Saved data entries:

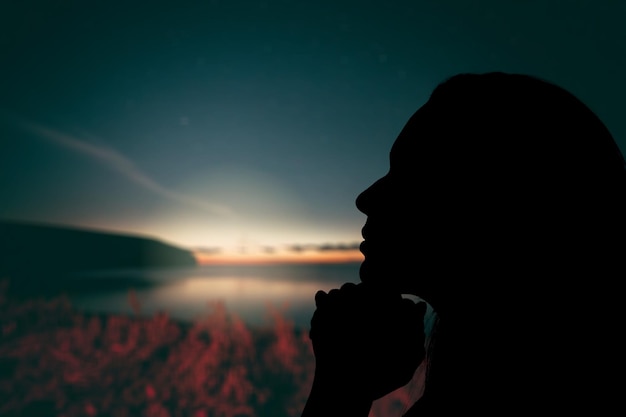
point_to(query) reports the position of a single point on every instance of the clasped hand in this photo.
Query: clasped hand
(366, 340)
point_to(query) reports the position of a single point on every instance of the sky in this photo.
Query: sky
(250, 127)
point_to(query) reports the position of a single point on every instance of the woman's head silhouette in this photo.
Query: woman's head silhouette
(497, 182)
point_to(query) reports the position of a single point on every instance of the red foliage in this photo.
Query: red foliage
(56, 361)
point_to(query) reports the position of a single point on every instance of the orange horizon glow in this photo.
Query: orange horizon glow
(278, 258)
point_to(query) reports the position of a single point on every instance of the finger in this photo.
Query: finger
(422, 306)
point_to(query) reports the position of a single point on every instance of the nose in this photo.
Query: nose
(366, 200)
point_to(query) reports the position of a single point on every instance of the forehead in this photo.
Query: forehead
(417, 140)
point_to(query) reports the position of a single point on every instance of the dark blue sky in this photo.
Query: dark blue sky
(222, 123)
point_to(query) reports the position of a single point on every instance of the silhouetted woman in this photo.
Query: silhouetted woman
(504, 209)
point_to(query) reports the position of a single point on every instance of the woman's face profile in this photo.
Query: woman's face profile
(399, 234)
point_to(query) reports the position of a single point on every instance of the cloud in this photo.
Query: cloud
(326, 247)
(124, 166)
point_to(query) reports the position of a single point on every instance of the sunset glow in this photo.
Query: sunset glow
(235, 258)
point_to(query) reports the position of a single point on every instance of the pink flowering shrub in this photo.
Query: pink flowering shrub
(56, 361)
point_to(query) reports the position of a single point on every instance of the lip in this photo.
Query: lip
(363, 247)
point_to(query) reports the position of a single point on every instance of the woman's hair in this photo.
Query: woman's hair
(545, 185)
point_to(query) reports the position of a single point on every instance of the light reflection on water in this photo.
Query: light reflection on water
(247, 291)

## What to work on
Copy exactly, word for word, the line with "forehead in this photo." through the final line of the listing.

## Full output
point_to(query) reports the position of a single point on every instance of the forehead in this photo.
Query: forehead
(417, 140)
point_to(query) reports the position of a single point on every instance of the dark blue sky in this photo.
Query: dark blue sky
(222, 123)
point_to(query) reports the position of a single point on every instance of the silhouetted woman in this photo.
Query: silhouetted woman
(504, 209)
point_to(query) reports the position of a single point on every instance of the woman's face profile in this photo.
Query: woman's face profile
(399, 234)
point_to(query) reports the position of a single point on every instance of the cloud in this photo.
Query: cloud
(326, 247)
(124, 166)
point_to(query) reports the position of a single point on every instance of the sunset glow in this photo.
Query: sunset glow
(235, 258)
point_to(query) reports the position of a single point on every instance of the pink flowering shrub in this photo.
Query: pink flowering shrub
(56, 361)
point_to(query) reports the position of a single point on every instance of the lip in this photo.
Query: lip
(363, 247)
point_to(query) reports the position of a single point on every instance of the woman's hair in this photo.
Query: woman's hair
(545, 185)
point_to(query) reports the position of a single point on every instance of the light reflection on water in this photo.
Query: light reflection on water
(247, 291)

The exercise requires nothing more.